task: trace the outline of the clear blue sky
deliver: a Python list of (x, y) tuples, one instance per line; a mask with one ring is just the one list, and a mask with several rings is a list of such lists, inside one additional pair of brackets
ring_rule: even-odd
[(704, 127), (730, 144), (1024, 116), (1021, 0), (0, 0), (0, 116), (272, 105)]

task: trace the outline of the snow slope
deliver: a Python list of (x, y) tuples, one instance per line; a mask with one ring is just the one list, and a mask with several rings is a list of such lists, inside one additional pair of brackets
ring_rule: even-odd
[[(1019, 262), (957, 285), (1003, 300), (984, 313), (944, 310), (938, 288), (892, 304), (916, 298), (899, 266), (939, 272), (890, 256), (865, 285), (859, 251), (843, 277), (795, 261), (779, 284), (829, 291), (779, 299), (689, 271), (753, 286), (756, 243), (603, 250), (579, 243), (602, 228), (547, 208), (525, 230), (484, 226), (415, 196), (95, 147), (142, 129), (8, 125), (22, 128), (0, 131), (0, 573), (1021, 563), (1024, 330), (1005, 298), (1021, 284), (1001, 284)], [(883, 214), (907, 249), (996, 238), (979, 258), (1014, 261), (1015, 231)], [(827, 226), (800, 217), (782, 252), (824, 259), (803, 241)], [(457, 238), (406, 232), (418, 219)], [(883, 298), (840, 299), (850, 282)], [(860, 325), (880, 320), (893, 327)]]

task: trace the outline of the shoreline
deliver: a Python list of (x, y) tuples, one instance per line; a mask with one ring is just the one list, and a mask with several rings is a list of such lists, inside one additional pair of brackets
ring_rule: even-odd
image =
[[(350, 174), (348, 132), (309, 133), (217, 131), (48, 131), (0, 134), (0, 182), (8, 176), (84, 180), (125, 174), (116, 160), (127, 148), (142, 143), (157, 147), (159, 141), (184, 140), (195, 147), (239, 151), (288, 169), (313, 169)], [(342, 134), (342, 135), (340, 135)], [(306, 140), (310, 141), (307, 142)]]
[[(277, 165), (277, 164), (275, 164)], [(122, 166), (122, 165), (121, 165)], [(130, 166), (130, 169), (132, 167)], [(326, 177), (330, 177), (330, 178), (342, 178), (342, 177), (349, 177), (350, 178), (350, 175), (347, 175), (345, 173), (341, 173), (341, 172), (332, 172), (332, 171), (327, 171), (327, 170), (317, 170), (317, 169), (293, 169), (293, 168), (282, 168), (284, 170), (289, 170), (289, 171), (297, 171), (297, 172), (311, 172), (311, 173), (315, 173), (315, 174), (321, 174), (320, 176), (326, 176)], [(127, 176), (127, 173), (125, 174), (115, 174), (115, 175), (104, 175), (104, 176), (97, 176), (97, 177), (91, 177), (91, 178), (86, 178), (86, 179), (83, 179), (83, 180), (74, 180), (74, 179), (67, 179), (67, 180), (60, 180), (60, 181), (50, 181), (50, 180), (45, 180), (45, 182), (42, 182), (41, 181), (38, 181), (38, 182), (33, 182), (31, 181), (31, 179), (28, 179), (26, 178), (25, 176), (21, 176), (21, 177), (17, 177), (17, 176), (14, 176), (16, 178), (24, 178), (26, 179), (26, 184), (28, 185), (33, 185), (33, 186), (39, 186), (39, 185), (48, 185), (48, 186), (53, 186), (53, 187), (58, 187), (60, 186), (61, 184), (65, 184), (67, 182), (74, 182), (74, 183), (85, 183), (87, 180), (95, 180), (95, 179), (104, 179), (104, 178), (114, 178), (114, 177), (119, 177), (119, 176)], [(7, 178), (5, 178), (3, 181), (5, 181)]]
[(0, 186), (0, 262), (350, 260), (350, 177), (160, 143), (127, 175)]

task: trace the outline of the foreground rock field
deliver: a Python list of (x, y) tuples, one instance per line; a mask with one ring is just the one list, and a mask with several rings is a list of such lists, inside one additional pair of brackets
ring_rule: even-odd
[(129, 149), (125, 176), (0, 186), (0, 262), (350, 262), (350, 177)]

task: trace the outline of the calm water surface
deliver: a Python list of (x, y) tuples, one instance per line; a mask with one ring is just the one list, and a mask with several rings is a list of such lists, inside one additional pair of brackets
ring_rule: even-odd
§
- _ABOUT THIS TASK_:
Please repeat the material in full, keeping it exact.

- _RESPONSE_:
task: trace the outline of the clear blue sky
deliver: a Python list of (x, y) tuples, one instance per line; a mask with one ring is just the one list, and a mask with several rings is a list of such lists, inside one additional pair of brackets
ring_rule: even-odd
[(704, 127), (730, 144), (1024, 116), (1021, 0), (0, 0), (0, 116), (272, 105)]

task: trace the outline of the snow slope
deliver: a Python list of (x, y) tuples, one instance per line; a mask with one ring is just the one list, and a mask with several rings is a list of such lists, inside one additional pair of brackets
ring_rule: even-odd
[[(1019, 262), (957, 285), (1003, 300), (984, 313), (944, 310), (938, 288), (892, 304), (916, 298), (899, 266), (939, 272), (890, 256), (865, 285), (859, 251), (843, 277), (795, 261), (779, 284), (829, 291), (779, 299), (689, 271), (753, 286), (756, 243), (603, 250), (579, 243), (602, 228), (547, 208), (525, 230), (484, 226), (415, 196), (95, 147), (142, 129), (8, 125), (22, 128), (0, 131), (0, 573), (1021, 563), (1024, 330), (1005, 298), (1021, 284), (1001, 284)], [(883, 214), (907, 249), (996, 238), (979, 258), (1014, 261), (1015, 231)], [(827, 226), (800, 217), (782, 252), (824, 259), (803, 241)], [(457, 238), (406, 232), (418, 219)], [(883, 298), (840, 299), (850, 282)], [(860, 325), (880, 320), (893, 327)]]

task: trace the outline of the shoreline
deliver: a Python list of (x, y) tuples, one instance per line; a mask with one ring is just the one list, and a mask with several rings is a list of such lists, inside one additional pair of brackets
ring_rule: even-odd
image =
[[(350, 174), (348, 132), (309, 133), (217, 131), (48, 131), (0, 134), (0, 182), (8, 176), (84, 180), (125, 174), (116, 160), (127, 148), (142, 143), (157, 147), (159, 141), (184, 140), (195, 147), (239, 151), (288, 169), (313, 169)], [(342, 134), (342, 135), (340, 135)], [(306, 140), (310, 141), (307, 142)]]
[[(277, 165), (277, 164), (275, 164)], [(122, 166), (122, 165), (121, 165)], [(130, 166), (130, 169), (132, 167)], [(326, 177), (330, 177), (330, 178), (342, 178), (342, 177), (349, 177), (350, 178), (350, 175), (347, 175), (345, 173), (341, 173), (341, 172), (332, 172), (332, 171), (327, 171), (327, 170), (317, 170), (317, 169), (293, 169), (293, 168), (282, 168), (284, 170), (289, 170), (289, 171), (297, 171), (297, 172), (311, 172), (311, 173), (315, 173), (315, 174), (321, 174), (320, 176), (326, 176)], [(127, 176), (127, 173), (125, 174), (115, 174), (115, 175), (104, 175), (104, 176), (97, 176), (97, 177), (91, 177), (91, 178), (86, 178), (86, 179), (83, 179), (83, 180), (74, 180), (74, 179), (67, 179), (67, 180), (60, 180), (60, 181), (50, 181), (50, 180), (45, 180), (45, 182), (42, 182), (41, 181), (38, 181), (38, 182), (33, 182), (31, 181), (31, 179), (28, 179), (26, 178), (25, 176), (21, 176), (21, 177), (17, 177), (17, 176), (14, 176), (16, 178), (24, 178), (26, 179), (26, 184), (28, 185), (33, 185), (33, 186), (39, 186), (39, 185), (48, 185), (48, 186), (53, 186), (53, 187), (58, 187), (60, 186), (61, 184), (65, 184), (67, 182), (74, 182), (74, 183), (85, 183), (87, 180), (95, 180), (95, 179), (104, 179), (104, 178), (114, 178), (114, 177), (119, 177), (119, 176)], [(7, 178), (5, 178), (3, 181), (5, 181)]]
[(0, 186), (0, 262), (350, 260), (350, 177), (160, 143), (127, 175)]

task: trace the outline of the foreground rock field
deliver: a Python list of (x, y) tuples, one instance per line; a mask with one ring is just the one list, and a mask with several rings is a list of such lists, inside one additional pair of brackets
ring_rule: even-odd
[(129, 149), (125, 176), (0, 186), (0, 262), (350, 262), (350, 177)]

task: trace the outline of the calm water surface
deliver: a Python list of (x, y) tuples, one instance per line; a mask with one ring is just the one list, and a mask with several rings is a list of such lists, inside one additional pair of brackets
ring_rule: even-odd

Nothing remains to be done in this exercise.